Trecho do documento -
Crédito: 31.out.1979/Folhapress
Companheiros carregam caixão com o corpo de Santos Dias, em cortejo da rua da Consolação até a catedral da Sé

Em 8 de abril de 1982, o policial militar Herculano Leonel, autor do disparo que matou Santo Dias, foi condenado a seis anos de prisão pelo Conselho de Sentença da Primeira Auditoria Militar do Estado de São Paulo. O "Notícias Populares" do dia 9 de abril destacou a sentença do soldado, que foi anunciada após mais de 20 horas do início do julgamento. Contudo, em 16 de dezembro de 1983, pouco mais de um ano após a condenação, o Tribunal de Justiça Militar do Estado de São Paulo decretou a absolvição do PM. Devido à decisão unânime dos quatro juízes que votaram contra a condenação de Herculano, o caso foi encerrado, não cabendo mais recurso.

"Foi mais uma grande decepção. Mas não será o fim da minha luta por um mundo mais justo", disse ao "NP" a viúva do operário, Ana Dias, que completou: "Parar de lutar em defesa dos oprimidos seria fazer exatamente o que querem os que nos oprimem. Seria concordar com os que assassinaram o meu marido".

Instrução escrita 1 -
No trecho sobre a morte do operário, transforme em lista o parágrafo que começa com "Em 8 de abril de 1982", mantendo os fatos principais.
Instrução escrita 2 -
Segundo o trecho sobre a morte do operário, em que data o Tribunal de Justiça Militar do Estado de São Paulo decretou a absolvição do policial?
Instrução escrita 3 -
Escreva a continuação do trecho sobre a morte do operário a partir da última fala de Ana Dias.

Dados registrados -

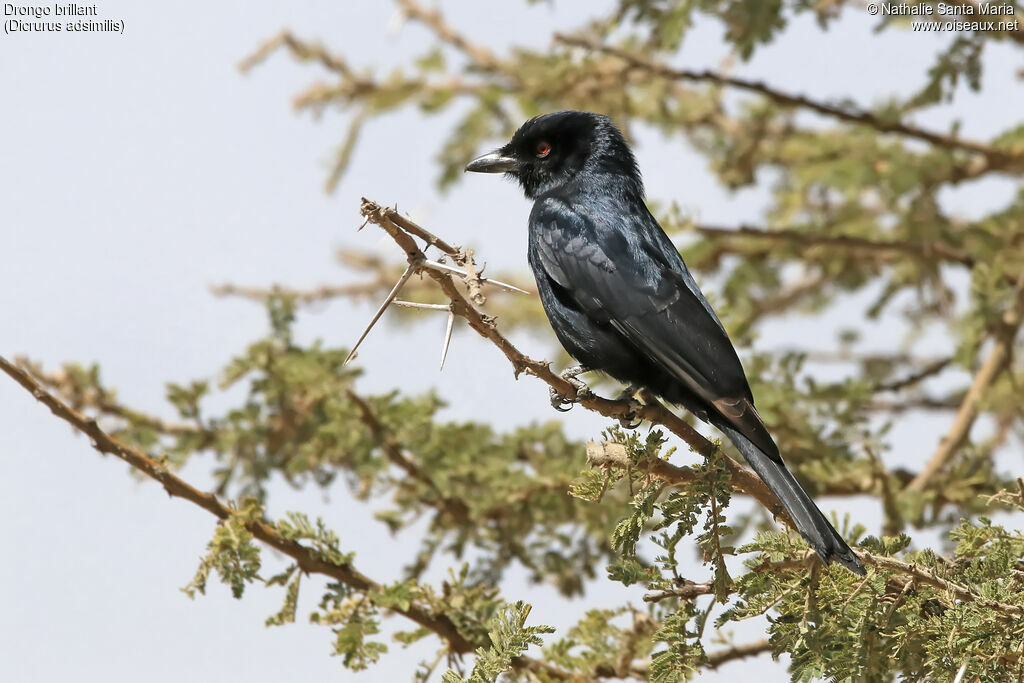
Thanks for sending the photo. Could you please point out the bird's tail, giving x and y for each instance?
(811, 523)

Resposta final 1 -
- 8 de abril de 1982: o policial militar Herculano Leonel, autor do disparo que matou Santo Dias, foi condenado a seis anos de prisão pelo Conselho de Sentença da Primeira Auditoria Militar do Estado de São Paulo.
- A sentença saiu após mais de 20 horas de julgamento e foi destacada pelo "Notícias Populares" de 9 de abril.
- 16 de dezembro de 1983: o Tribunal de Justiça Militar do Estado de São Paulo absolveu o PM.
- A decisão foi unânime, com quatro juízes votando contra a condenação. O caso foi encerrado, sem possibilidade de recurso.

Resposta final 2 -
Em 16 de dezembro de 1983.

Resposta final 3 -
No evento pelos 25 anos da morte de Santo Dias, realizado em outubro de 2004, na Câmara Municipal de São Paulo, Luciana Dias da Silva, filha do operário, lançou o livro "Santo Dias - Quando o Passado Se Transforma em História", que conta a trajetória de luta do pai. Baseado em documentos e depoimentos, teve como coautoras a jornalista Jô Azevedo e a fotógrafa Nair Benedicto.

Santo Dias, além de ter virado nome de praça na Vila Remo, onde morava, foi também homenageado por dom Paulo Evaristo Arns, quando este criou em 1982 o Centro Santo Dias de Direitos Humanos, para a defesa e a promoção da dignidade humana.